• [Selected extract]
So this happened over the weekend:
The Washington Post printed a
spectacularly dishonest front-page "news" story about the looming doom of Social Security, with the Halloween-inspired doomsday title "The debt fallout: How Social Security went 'cash negative' earlier than expected." The scary part for Washington, D.C:
Now, Social Security is sucking money out of the Treasury. This year, it will add a projected $46 billion to the nation’s budget problems, according to projections by system trustees. Replacing cash lost to a one-year payroll tax holiday will require an additional $105 billion. If the payroll tax break is expanded next year, as President Obama has proposed, Social Security will need an extra $267 billion to pay promised benefits. [...]
Social Security is hardly the biggest drain on the budget. But unless Congress acts, its finances will continue to deteriorate as the rising tide of baby boomers begins claiming benefits. The $2.6 trillion Social Security trust fund will provide little relief. The government has borrowed every cent and now must raise taxes, cut spending or borrow more heavily from outside investors to keep benefit checks flowing.

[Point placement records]
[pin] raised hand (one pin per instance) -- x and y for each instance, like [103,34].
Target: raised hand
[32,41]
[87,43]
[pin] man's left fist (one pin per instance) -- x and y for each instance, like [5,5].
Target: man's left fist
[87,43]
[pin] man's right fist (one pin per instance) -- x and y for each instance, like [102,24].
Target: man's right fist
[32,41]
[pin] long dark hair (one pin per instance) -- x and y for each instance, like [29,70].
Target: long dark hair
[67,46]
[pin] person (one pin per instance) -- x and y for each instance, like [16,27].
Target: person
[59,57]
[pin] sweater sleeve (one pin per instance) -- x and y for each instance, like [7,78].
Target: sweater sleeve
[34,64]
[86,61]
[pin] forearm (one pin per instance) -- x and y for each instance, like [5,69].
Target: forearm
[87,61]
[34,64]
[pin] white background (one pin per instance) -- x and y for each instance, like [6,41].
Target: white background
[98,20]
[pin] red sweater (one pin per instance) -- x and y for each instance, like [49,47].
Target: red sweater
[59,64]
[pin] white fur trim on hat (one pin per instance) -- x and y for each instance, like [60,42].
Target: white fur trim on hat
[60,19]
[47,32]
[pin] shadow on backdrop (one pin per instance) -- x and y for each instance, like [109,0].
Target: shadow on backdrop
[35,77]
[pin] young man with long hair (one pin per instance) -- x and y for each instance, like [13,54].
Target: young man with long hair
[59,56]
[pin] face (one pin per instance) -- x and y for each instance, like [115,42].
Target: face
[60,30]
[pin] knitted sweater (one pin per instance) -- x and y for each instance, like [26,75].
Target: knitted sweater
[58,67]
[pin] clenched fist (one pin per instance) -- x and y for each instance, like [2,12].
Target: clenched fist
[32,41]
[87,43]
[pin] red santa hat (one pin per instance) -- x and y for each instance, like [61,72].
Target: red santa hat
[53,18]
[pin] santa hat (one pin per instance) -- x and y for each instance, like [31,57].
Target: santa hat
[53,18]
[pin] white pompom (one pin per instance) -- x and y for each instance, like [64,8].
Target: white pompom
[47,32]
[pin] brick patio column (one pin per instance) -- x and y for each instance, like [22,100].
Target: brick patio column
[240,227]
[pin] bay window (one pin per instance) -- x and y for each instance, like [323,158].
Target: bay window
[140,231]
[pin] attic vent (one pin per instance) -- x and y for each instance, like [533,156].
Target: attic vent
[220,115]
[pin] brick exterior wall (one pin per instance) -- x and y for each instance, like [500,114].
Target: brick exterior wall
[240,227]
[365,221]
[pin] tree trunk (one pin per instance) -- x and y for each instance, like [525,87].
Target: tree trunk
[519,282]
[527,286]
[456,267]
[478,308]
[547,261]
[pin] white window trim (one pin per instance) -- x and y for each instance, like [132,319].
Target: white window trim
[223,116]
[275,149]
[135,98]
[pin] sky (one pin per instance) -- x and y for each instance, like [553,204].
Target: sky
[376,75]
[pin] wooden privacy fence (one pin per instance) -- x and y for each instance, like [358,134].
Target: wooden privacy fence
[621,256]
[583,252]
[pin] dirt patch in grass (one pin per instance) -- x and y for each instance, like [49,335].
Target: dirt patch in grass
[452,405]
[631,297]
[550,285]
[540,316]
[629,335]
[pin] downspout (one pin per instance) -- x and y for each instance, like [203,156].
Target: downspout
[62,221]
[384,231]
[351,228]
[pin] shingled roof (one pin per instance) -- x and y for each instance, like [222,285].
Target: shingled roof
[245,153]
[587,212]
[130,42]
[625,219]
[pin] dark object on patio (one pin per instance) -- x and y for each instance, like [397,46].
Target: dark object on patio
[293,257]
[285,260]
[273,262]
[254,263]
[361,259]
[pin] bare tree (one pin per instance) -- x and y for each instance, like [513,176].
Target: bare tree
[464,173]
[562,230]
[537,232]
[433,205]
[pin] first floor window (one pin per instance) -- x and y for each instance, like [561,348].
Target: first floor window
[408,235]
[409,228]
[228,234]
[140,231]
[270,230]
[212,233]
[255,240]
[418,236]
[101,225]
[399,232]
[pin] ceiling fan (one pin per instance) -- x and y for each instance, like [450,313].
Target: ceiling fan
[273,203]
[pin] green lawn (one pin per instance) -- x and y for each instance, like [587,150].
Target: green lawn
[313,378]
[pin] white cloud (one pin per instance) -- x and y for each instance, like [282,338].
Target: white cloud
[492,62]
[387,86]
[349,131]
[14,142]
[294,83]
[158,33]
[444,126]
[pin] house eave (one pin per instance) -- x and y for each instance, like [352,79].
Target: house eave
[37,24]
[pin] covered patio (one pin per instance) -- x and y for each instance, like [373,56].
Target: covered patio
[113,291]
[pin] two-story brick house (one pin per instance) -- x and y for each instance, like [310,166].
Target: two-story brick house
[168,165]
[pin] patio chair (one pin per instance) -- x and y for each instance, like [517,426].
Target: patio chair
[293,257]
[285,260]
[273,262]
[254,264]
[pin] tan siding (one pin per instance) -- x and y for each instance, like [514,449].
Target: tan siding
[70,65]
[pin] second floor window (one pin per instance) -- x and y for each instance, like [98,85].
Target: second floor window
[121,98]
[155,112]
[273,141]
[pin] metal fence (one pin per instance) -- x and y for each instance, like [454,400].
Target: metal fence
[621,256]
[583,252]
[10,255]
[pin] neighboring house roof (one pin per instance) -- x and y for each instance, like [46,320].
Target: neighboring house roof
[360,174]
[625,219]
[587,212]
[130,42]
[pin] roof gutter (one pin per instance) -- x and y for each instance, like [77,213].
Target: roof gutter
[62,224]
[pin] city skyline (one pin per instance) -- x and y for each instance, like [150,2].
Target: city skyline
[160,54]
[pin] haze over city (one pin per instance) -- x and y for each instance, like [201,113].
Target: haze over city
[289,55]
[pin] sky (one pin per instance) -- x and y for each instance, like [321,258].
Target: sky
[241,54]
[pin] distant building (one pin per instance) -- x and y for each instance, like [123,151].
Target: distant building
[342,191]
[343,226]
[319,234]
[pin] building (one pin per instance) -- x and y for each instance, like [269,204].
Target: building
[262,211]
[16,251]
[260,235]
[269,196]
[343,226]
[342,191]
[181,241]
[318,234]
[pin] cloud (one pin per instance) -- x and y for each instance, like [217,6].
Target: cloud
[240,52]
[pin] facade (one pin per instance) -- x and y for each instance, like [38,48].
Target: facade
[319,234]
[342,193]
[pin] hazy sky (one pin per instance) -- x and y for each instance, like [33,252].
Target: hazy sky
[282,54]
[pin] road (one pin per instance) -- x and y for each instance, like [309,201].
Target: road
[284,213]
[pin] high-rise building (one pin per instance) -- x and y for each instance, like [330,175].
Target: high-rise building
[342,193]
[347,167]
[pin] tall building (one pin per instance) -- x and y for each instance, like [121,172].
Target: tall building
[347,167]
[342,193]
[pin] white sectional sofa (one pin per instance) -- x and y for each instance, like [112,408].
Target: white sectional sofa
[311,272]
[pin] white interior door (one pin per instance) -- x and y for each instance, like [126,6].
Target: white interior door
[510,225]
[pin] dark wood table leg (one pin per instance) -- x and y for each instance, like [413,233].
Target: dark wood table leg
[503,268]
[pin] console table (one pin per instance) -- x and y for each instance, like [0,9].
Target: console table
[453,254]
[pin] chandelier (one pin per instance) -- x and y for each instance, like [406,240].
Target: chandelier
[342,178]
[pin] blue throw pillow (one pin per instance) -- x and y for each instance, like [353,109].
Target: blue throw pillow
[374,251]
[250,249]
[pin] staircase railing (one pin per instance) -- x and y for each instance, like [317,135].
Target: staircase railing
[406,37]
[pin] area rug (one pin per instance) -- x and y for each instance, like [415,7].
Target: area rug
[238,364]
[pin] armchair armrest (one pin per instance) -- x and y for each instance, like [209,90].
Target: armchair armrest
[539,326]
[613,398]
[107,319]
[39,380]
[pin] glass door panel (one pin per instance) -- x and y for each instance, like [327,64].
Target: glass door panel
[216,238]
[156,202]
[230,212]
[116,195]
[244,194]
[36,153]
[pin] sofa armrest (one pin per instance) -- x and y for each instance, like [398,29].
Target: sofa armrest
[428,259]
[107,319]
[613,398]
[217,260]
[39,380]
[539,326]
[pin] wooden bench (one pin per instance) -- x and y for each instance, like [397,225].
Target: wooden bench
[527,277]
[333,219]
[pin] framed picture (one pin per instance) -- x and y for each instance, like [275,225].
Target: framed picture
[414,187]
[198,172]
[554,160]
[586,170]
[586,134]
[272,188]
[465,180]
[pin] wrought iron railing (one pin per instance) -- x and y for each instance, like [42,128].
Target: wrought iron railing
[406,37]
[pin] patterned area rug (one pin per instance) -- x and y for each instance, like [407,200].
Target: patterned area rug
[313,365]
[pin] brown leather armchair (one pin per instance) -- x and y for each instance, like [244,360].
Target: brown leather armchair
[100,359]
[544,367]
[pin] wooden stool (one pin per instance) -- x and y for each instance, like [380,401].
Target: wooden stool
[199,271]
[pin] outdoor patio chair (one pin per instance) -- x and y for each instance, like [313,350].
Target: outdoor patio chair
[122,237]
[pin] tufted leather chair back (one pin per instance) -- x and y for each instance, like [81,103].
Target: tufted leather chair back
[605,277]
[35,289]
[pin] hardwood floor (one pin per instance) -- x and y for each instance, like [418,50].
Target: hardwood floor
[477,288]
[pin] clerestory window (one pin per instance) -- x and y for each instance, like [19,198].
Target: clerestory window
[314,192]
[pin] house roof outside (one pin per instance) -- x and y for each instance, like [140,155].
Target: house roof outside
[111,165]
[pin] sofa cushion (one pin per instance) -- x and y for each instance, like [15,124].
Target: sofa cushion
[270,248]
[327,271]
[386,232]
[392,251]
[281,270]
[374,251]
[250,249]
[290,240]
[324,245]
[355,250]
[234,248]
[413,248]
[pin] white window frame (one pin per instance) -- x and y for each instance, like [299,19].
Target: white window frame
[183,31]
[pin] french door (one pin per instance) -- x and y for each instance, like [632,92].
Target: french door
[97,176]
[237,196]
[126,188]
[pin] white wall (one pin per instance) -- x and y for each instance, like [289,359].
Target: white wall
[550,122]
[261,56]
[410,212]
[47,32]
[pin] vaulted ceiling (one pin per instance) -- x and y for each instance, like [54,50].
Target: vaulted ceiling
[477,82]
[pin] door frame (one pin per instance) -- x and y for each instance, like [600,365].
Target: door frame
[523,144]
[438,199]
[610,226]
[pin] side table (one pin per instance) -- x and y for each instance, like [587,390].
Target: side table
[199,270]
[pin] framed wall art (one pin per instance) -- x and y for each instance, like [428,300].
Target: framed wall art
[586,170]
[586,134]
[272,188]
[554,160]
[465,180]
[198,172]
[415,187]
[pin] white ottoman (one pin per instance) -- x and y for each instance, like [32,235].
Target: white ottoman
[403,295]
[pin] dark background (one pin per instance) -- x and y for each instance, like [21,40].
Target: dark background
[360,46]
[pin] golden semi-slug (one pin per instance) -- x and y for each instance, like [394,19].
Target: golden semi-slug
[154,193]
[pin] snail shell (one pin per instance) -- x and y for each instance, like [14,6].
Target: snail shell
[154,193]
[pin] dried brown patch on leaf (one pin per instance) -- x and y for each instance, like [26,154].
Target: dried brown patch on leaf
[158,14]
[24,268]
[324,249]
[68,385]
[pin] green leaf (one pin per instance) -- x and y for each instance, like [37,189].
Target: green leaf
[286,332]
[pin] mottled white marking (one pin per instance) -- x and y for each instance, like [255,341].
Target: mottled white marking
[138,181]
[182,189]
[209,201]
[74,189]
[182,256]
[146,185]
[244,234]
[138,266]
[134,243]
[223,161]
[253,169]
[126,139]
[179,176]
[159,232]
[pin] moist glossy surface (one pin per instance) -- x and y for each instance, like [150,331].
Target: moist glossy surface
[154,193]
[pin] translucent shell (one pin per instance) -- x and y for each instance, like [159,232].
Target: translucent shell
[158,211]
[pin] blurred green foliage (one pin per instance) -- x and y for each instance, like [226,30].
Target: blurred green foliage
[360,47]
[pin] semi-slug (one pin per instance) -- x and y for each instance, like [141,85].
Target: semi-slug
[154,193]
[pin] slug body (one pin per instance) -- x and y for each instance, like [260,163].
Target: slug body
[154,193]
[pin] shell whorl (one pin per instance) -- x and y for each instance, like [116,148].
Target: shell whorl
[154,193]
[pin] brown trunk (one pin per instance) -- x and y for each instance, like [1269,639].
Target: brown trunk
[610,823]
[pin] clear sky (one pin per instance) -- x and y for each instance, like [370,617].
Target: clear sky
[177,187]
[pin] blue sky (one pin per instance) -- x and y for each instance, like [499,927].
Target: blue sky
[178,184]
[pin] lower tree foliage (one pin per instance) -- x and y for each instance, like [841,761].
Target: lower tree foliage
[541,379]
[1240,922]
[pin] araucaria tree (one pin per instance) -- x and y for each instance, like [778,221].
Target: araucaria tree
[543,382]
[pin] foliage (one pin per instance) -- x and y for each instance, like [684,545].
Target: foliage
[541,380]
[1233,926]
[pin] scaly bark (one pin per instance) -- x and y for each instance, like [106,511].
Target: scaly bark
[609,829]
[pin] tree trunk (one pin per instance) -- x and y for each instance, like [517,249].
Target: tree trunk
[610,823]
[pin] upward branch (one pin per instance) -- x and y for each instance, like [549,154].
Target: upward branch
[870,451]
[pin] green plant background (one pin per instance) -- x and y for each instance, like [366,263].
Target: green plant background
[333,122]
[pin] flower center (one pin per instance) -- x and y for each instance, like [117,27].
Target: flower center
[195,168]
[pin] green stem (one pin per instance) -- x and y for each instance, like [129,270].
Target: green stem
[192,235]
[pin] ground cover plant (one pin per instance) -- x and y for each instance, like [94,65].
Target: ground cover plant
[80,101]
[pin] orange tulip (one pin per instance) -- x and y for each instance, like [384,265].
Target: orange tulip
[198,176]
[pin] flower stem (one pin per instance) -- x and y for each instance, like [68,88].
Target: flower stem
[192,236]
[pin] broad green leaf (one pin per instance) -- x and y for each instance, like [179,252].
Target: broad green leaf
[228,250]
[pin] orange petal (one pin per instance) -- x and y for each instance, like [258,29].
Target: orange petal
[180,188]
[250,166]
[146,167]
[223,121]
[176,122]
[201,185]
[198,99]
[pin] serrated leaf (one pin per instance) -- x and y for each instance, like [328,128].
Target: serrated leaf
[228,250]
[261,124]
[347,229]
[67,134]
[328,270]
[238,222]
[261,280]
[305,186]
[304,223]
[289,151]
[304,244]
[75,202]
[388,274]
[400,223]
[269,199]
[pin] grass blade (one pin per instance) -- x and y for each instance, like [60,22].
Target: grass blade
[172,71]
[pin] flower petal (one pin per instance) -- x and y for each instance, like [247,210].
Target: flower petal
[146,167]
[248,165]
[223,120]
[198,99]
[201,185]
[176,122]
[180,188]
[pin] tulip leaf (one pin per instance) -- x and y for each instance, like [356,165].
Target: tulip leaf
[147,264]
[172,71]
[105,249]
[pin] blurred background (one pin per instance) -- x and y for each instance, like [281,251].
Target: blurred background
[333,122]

• [What needs to be done]
List every dollar amount that appears in the Social Security text. These rows have nothing to do with the Social Security text.

• [Written solution]
$46 billion
$105 billion
$267 billion
$2.6 trillion